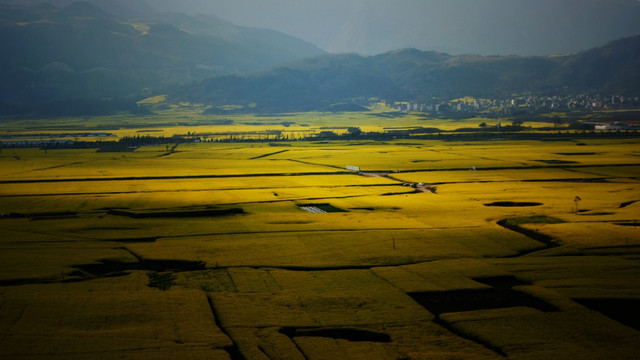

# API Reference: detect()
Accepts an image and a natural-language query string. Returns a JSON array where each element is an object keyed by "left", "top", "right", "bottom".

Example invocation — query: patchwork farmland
[{"left": 0, "top": 115, "right": 640, "bottom": 360}]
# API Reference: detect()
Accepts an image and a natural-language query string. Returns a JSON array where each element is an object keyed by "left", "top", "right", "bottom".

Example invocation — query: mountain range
[
  {"left": 178, "top": 36, "right": 640, "bottom": 111},
  {"left": 0, "top": 1, "right": 325, "bottom": 114}
]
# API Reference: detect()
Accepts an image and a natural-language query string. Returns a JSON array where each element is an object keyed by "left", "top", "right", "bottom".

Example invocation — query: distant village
[{"left": 396, "top": 94, "right": 640, "bottom": 117}]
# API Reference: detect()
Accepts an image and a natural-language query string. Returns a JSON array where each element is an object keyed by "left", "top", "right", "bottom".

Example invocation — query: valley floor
[{"left": 0, "top": 124, "right": 640, "bottom": 360}]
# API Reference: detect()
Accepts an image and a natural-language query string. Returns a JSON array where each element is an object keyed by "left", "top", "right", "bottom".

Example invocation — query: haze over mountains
[
  {"left": 0, "top": 1, "right": 325, "bottom": 114},
  {"left": 153, "top": 0, "right": 640, "bottom": 56},
  {"left": 0, "top": 0, "right": 640, "bottom": 115}
]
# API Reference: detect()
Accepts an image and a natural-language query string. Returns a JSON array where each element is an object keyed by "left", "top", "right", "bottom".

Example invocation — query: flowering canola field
[{"left": 0, "top": 117, "right": 640, "bottom": 359}]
- - - -
(Stated problem) Return all of the records above verbatim, line for line, leaving out the picture.

(Answer to this exercise)
# API Reference: detect()
Accepts an image and a natural-language query string. Returns a JSON array where each element is an object keyed by "left", "top", "right", "bottom".

Example invocation — query: patchwork farmland
[{"left": 0, "top": 115, "right": 640, "bottom": 360}]
# API Reference: detect()
Accepts an image and a natural-language query string. Returns a JSON array where each element is an object keyed by "left", "top", "right", "bottom".

Example invocation — query: mountain range
[
  {"left": 178, "top": 36, "right": 640, "bottom": 111},
  {"left": 0, "top": 1, "right": 325, "bottom": 114}
]
# API Reference: detect()
Accepts an image and a natural-language query string. Returns a JSON array where each element is an object keyed by "left", "top", "right", "bottom".

Example invocation — query: distant village
[{"left": 396, "top": 94, "right": 640, "bottom": 117}]
# API Reference: detect()
Accepts an image and a natural-language query string. Returns a JSON array where each element is an object keyed by "left", "top", "right", "bottom".

Example invocation — query: valley floor
[{"left": 0, "top": 124, "right": 640, "bottom": 360}]
# API Reference: detect()
Accepts an image and a natural-language query string. Returns a JSON array where each element is an object keyed by "left", "top", "right", "bottom".

Example invocation — query: haze over mountains
[
  {"left": 0, "top": 1, "right": 325, "bottom": 114},
  {"left": 153, "top": 0, "right": 640, "bottom": 56},
  {"left": 0, "top": 0, "right": 640, "bottom": 115}
]
# API Reference: detect()
Accepts an image and a natural-language query string. Returns a JSON array where each element is an object keyed by "left", "top", "right", "bottom".

Example invocation — query: flowering canola field
[{"left": 0, "top": 117, "right": 640, "bottom": 359}]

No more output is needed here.